- _TASK A_: According to the text on lubricant dispensers, what kinds of status information can the device described in U.S. Pat. No. 11,430,326 provide?
- _TASK B_: Write the next paragraph of the text on lubricant dispensers, beginning after its final sentence.

- _TEXT_:
The lubricant dispenser can serve for example in industrial systems for controlled and/or regular lubrication of the respective system components, so that both insufficient lubrications as well as overlubrication are prevented. This enables the service life of the machines and for example the service life of bearings to be extended and downtimes to be avoided or reduced.
The lubricant dispenser can be used as a single-point lubrication device or as multiple-point lubricator. A single-point lubricant dispenser typically has its outlet connected directly or via a hose line with the lubrication point. In the case of a multiple-point lubricant dispenser, several outlet ports may be provided or a manifold is connected to one outlet port of the lubricant dispenser via which a single lubricant dispenser is connected to a plurality of lubrication points at different locations via hose lines.
Since the perfect function of a lubricant dispenser is of crucial importance for the operation and the condition of the system or device to be lubricated, there is in principle the need to determine and to monitor the condition of a lubricant dispenser. For this purpose various parameters of the lubricant dispenser can be determined, for example with the aid of sensors.
In U.S. Pat. No. 11,430,326 a device for dispensing lubricant is described that is provided with a communication device, so that status information of the lubricant dispenser can be transmitted to an external device, for example a smartphone or can be queried by an external device. Such status information can concern the remaining battery power, an overload warning of the motor or also information about the remaining lubricant in a lubricant container.
The problem with the diagnosing or monitoring of the condition of a lubricant dispenser is that monitoring interesting conditions cannot be done without further clearly getting individual measured values such as for example a temperature value or a pressure value or also characteristic values of the drive. Here lies the invention.
The object of invention is to provide a method with which the condition of an electromechanically operated lubricant dispenser can be monitored in an optimized manner reliably and simply. In addition, it is to provide a lubricant dispenser that makes this optimized type of diagnosing or monitoring of the condition possible or is set up for this purpose.
To attain this object the invention teaches a generic method of the type described above, but where the measurement data or data generated therefrom are processed as input data by an algorithm trained using machine-learning methods and that classifies a condition of the lubricant dispenser on the basis of the input data. For this purpose, the measurement data can, for example be made available with a predetermined sampling rate as a time series with in each case a plurality of measured values for one or several (physical) detected variables and the time series or data generated therefrom are processed as input data by the algorithm trained with methods of machine learning that classifies a condition of the lubricant dispenser based on the input data. Preferably time series multivariate time series are provided that each contain several detected values.
The measurement data can, for example, be data that is detected using sensors. Alternatively, it can also be data that is provided by the lubricant dispenser or stored within the lubricant dispenser, for example directly by the drive, without the use of separate sensors. As a rule, the measurement data is data from the lubricant dispenser that changes (over time) during operation and is therefore characteristic of the condition of the lubricant dispenser and forms the basis for processing using the algorithm. Optionally, however, in addition to the measurement data, one or more operating parameters of the lubricant dispenser can also be included in the processing with the aid of the algorithm as additional information and taken into account in the classification of the condition, usually in addition to the measurement data that is taken into account for one or more (varying) detected variables.
The detected variables are for example a temperature, a pressure, a current, a voltage and/or a rotational speed made available to, for example detected by one or several sensors or held in a drive or a controller.

- _INFORMATION SUPPLIED_:

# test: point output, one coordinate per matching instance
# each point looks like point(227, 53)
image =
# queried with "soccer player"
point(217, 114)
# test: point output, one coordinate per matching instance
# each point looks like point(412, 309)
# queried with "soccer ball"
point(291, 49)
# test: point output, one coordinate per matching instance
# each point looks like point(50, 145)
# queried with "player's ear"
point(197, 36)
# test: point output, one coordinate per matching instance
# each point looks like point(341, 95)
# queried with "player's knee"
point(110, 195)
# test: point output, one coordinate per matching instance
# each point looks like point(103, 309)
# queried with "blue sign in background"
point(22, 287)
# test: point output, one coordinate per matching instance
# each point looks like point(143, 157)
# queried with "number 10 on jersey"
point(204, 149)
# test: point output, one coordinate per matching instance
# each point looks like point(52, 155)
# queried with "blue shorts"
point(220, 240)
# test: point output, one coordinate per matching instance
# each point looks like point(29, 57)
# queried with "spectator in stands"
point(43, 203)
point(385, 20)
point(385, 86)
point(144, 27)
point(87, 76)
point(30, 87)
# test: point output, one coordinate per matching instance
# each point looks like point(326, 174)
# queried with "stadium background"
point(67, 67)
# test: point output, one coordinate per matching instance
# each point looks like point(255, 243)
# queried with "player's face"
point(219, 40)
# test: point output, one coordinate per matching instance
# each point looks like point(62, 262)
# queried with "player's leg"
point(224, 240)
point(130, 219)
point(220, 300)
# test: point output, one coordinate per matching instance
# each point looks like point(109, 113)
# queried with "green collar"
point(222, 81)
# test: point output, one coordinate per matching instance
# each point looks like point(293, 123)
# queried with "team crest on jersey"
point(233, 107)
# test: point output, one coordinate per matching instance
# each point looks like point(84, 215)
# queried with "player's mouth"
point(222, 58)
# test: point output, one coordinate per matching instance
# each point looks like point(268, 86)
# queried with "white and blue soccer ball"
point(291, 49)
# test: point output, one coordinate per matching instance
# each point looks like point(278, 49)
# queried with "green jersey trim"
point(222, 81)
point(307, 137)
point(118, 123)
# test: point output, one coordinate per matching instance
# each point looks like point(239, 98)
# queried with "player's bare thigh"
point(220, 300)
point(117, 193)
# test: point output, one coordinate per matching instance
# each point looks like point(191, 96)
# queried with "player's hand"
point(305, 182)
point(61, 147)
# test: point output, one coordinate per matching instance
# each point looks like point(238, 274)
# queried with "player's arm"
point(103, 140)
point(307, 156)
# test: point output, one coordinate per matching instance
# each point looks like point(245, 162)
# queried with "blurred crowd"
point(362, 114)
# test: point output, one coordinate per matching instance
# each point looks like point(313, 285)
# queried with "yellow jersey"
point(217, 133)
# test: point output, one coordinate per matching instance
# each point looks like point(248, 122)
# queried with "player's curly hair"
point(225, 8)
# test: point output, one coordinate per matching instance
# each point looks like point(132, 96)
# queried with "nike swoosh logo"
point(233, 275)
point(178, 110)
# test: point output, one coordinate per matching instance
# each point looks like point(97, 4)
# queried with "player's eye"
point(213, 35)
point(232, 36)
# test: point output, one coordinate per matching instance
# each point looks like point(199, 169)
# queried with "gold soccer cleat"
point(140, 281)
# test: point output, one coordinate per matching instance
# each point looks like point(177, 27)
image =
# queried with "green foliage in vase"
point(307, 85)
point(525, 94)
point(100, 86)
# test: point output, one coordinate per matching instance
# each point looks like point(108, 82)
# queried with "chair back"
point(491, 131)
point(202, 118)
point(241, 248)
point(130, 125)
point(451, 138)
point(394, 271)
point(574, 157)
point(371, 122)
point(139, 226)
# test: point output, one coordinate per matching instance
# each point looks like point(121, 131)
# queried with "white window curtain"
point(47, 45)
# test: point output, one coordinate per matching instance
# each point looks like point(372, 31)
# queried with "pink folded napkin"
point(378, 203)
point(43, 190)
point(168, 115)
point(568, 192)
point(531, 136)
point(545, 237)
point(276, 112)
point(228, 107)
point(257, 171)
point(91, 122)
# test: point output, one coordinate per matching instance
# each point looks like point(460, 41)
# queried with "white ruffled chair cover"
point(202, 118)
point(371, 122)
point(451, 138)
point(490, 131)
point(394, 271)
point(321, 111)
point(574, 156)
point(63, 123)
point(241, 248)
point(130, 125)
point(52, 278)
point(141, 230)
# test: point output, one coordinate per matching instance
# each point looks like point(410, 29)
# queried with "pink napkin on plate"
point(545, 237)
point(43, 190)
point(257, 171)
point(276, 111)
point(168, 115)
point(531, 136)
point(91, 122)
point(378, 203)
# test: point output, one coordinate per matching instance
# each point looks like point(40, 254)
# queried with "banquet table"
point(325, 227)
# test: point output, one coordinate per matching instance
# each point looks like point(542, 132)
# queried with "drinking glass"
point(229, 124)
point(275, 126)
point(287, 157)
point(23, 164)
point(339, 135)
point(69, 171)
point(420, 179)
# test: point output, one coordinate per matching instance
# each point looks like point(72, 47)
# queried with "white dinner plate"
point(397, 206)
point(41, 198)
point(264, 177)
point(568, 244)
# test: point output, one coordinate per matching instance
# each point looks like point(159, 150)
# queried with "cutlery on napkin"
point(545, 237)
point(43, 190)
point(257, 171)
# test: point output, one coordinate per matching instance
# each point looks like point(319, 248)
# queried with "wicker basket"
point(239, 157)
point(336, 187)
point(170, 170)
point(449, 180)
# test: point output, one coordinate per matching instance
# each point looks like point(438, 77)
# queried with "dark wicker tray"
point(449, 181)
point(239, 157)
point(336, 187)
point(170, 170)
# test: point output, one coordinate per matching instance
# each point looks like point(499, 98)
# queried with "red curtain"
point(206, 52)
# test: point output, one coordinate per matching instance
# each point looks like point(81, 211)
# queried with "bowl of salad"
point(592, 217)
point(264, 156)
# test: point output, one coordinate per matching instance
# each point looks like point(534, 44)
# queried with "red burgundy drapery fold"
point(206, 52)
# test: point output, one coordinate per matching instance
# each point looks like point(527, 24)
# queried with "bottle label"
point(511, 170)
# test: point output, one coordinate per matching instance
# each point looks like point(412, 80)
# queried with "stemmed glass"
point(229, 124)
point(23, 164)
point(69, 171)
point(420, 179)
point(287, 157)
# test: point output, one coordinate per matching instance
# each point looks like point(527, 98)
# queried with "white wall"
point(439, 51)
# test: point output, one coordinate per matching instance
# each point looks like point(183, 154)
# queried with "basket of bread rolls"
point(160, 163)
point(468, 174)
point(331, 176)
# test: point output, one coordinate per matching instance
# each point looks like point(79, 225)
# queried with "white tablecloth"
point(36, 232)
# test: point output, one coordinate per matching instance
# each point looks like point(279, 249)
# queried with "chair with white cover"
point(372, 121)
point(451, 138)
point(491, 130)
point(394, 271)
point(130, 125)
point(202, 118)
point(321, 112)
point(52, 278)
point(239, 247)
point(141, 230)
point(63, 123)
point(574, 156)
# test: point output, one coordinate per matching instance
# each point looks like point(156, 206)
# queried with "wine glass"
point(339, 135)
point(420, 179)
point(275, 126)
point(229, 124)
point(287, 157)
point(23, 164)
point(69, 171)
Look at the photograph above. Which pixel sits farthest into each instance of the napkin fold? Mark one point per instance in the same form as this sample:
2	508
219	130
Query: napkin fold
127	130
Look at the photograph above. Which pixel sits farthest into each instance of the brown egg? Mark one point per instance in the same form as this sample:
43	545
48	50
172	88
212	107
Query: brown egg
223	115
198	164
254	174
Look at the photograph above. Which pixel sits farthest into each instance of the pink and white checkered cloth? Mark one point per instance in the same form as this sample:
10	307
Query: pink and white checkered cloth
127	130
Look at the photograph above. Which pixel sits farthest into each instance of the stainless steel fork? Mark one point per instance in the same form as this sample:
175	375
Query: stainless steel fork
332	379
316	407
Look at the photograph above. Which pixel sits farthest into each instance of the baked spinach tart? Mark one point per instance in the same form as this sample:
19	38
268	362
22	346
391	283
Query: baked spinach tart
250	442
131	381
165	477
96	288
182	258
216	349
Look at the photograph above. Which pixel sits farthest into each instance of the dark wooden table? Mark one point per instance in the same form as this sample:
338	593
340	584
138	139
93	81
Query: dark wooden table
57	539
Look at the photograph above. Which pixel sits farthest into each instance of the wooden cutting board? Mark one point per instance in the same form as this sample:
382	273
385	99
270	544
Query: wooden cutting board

- _REPLY A_: The remaining battery power, an overload warning of the motor, and information about the remaining lubricant in a lubricant container.

- _REPLY B_:
The invention proceeds from the discovery that the reliable diagnosing or monitoring of the condition of a lubricant dispenser is of great practical importance, since the faultless operation of the lubricant dispenser also has or can have a significant influence on faultless operation of the system or machine to be lubricated by the lubricant dispenser. In this connection the invention has recognized that the conditions characterizing a lubricant dispenser, for example a normal condition or also the condition of an empty container often only can be determined with difficulty by the measurement and evaluation of individual parameters, since there is not always a direct correlation between the condition of interest and the physical detected variable (for example temperature, pressure, current or voltage). It is therefore not always possible to reliably determine a specific error condition, if a specific parameter exceeds or falls below a predefined limit value. Based on this discovery, the diagnosing or monitoring of the condition of a lubricant dispenser is significantly improved by diagnosing the condition not based solely on the monitoring of measured values or threshold values, but on the recorded data or data or detected values processed and evaluated with a previously trained classification algorithm, i.e. with an algorithm that was previously trained with methods of machine learning and consequently methods of “machine learning.” Consequently in accordance with the invention, the condition classification succeeds on the basis of sensor data recorded by measurement or from the controller for data provided by a “machine learning” algorithm.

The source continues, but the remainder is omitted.